Start Document
Water Quality in GSHP Applications

Wednesday, June 21, 2017

Water quality has a huge impact on GSHP service life and efficiency. Unfortunately, most systems are filled with whatever water is available on site with little or no attention to its suitability for use.

In fact, water quality is the root of many issues, including the premature failure of mechanical components. It goes without saying that if you aren’t already paying attention to water quality, it’s time to start.

Water treatment can be divided into two categories: physical and chemical. Physical water treatment consists of the removal of air, dirt and suspended solids from the circulating fluid. Chemical treatment consists of the modification or elimination of substances in the water to make it suitable for contact with the various components in the system.

1 Physical Water Treatment

Every geothermal system will start out with air in it. A new system will also have certain amounts of dirt, oil, pipe shavings, and other debris as a byproduct of manufacturing, transport, and installation.
End Document
• **Requirement A**
Using the article on water quality in GSHP applications, answer these questions:
(i) Into which two categories can water treatment be divided?
(ii) What does physical water treatment remove from the circulating fluid?
(iii) What will every geothermal system start out with?
• **Requirement B**
State whether each statement agrees with the article on water quality in GSHP applications, and quote the words that decide it:
(i) Most systems are filled with water selected for its suitability.
(ii) Chemical treatment involves modifying or eliminating substances in the water.
(iii) Pipe shavings in a new system can result from installation.
The listing that follows is separate material unrelated to the article.
Start Dataset
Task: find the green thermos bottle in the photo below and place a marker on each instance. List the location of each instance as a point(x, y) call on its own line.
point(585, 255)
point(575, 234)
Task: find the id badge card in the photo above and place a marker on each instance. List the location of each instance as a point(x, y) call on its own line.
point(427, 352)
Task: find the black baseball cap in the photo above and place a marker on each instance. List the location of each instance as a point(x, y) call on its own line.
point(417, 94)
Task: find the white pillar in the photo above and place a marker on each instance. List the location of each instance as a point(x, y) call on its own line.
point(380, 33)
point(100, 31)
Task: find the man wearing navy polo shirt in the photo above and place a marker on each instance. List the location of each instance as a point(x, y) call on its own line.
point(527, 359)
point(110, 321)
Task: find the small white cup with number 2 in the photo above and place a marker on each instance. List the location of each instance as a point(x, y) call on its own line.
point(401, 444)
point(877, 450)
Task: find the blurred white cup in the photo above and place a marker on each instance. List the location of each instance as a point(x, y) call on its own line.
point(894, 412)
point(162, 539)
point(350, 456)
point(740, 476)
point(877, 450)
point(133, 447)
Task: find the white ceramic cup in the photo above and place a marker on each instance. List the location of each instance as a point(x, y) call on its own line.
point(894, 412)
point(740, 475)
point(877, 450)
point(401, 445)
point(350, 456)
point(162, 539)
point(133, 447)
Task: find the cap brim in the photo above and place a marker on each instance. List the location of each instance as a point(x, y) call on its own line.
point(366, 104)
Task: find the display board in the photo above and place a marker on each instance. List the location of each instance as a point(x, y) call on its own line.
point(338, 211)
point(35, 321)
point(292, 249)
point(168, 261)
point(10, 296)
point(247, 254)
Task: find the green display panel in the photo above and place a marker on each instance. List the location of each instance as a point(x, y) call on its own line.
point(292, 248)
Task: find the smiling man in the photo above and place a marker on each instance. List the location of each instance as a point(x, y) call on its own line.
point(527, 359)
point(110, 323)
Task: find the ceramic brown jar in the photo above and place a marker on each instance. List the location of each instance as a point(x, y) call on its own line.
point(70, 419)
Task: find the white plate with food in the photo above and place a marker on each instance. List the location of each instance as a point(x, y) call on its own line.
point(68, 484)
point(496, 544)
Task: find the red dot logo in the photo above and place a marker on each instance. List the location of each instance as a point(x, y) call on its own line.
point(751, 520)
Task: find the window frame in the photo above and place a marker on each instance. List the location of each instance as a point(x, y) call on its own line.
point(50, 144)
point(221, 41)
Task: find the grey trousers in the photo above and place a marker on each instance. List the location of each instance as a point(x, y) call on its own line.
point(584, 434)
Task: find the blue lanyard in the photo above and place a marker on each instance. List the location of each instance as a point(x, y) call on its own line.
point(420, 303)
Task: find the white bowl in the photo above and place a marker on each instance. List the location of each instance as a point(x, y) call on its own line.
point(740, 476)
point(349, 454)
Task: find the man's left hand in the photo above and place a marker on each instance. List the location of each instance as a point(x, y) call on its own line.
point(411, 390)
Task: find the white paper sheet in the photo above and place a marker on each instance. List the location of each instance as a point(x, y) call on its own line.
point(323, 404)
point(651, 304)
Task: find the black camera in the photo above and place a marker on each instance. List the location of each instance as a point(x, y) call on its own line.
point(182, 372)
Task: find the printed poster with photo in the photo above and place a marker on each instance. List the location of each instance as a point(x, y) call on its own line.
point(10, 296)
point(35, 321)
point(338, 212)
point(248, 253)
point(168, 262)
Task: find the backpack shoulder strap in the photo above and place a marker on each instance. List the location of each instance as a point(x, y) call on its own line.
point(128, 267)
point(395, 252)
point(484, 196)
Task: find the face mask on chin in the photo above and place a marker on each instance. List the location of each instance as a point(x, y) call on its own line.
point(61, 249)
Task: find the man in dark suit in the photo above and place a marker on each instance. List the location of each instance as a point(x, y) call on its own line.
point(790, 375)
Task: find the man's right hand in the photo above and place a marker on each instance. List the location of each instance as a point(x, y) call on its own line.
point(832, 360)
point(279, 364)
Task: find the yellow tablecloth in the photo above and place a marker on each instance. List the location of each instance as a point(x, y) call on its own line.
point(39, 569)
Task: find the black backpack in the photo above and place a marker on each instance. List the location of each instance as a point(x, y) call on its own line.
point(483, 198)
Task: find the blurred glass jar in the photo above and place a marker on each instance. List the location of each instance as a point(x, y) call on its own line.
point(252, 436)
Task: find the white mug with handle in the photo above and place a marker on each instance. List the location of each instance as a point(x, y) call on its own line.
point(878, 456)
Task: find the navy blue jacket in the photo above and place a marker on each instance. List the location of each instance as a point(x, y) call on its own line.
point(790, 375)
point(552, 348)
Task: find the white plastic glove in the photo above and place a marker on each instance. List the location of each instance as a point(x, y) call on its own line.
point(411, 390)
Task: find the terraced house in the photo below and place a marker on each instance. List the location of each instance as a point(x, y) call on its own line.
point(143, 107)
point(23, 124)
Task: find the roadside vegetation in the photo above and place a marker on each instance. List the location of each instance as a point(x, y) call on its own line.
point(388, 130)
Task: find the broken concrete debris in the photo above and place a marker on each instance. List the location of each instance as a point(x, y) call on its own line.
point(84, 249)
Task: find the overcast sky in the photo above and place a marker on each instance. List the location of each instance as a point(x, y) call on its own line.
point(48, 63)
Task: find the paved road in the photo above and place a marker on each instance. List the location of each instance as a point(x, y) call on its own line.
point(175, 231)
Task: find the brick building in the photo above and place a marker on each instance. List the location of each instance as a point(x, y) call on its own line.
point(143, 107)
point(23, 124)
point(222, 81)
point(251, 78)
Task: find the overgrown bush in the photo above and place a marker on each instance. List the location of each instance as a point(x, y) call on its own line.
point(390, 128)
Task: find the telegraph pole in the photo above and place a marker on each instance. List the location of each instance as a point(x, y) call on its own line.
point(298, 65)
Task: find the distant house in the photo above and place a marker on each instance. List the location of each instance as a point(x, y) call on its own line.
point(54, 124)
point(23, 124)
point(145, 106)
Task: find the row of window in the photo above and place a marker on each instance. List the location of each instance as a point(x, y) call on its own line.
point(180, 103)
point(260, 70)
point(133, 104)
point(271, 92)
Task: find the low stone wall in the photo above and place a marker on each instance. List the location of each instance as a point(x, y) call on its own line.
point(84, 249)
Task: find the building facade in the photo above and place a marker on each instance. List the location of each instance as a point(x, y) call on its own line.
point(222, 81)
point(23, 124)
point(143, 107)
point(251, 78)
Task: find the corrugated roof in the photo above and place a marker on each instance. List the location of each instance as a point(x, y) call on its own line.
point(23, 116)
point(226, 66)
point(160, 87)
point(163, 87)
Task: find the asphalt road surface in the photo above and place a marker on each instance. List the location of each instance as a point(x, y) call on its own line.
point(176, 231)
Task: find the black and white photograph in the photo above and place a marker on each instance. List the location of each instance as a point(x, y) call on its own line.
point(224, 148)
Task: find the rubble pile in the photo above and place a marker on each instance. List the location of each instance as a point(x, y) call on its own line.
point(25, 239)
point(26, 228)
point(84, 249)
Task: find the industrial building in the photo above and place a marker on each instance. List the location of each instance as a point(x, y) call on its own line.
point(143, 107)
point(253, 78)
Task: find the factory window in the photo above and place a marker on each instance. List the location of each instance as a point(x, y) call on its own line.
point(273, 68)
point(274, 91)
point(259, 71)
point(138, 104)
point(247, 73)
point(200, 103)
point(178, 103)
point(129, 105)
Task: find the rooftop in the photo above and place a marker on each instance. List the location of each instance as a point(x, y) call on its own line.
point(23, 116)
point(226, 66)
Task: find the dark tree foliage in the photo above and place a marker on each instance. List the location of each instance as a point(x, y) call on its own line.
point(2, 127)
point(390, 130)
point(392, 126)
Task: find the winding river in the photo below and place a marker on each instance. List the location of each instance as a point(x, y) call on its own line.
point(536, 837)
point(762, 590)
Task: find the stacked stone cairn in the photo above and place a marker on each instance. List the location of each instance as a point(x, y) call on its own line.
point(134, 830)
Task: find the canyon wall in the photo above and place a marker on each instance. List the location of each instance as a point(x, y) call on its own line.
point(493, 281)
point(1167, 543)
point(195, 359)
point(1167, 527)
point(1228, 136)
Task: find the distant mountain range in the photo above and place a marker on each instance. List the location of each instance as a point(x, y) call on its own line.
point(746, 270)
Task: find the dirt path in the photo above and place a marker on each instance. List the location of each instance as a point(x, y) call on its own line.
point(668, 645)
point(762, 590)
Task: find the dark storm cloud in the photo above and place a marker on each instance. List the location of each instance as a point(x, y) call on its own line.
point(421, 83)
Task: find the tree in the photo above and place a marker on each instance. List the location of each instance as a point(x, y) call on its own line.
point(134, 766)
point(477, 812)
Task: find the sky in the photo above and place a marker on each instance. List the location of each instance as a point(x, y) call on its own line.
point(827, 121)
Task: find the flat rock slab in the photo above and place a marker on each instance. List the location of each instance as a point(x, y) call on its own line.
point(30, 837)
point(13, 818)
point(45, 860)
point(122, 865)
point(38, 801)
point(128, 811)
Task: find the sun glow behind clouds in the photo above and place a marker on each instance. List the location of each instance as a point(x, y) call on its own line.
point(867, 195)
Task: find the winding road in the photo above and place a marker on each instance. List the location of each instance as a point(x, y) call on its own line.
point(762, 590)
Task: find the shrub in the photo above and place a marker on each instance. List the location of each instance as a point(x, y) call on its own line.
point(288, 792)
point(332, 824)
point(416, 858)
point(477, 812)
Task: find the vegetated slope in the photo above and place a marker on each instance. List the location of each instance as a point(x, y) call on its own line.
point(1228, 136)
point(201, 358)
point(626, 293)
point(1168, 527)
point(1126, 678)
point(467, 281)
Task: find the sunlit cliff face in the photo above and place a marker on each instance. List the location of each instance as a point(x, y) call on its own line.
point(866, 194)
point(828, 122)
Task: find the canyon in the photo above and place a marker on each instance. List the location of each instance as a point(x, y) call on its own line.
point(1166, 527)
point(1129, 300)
End Dataset
• **Correct result A**
(i) Physical and chemical.
(ii) Air, dirt and suspended solids.
(iii) Air.

• **Correct result B**
(i) No: "most systems are filled with whatever water is available on site with little or no attention to its suitability for use."
(ii) Yes: "Chemical treatment consists of the modification or elimination of substances in the water to make it suitable for contact with the various components in the system."
(iii) Yes: "A new system will also have certain amounts of dirt, oil, pipe shavings, and other debris as a byproduct of manufacturing, transport, and installation."